WHAT YOU NEED TO DO:
Your task is to output, without alteration, each line from the one containing "This docstring documents" through the final line of the records below.

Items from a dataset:
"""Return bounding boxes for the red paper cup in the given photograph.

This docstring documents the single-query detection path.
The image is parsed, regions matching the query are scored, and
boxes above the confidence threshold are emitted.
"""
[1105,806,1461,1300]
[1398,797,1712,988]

SOLUTION:
This docstring documents the single-query detection path.
The image is parsed, regions matching the query are scored, and
boxes above the confidence threshold are emitted.
"""
[1105,806,1461,1300]
[1398,797,1712,988]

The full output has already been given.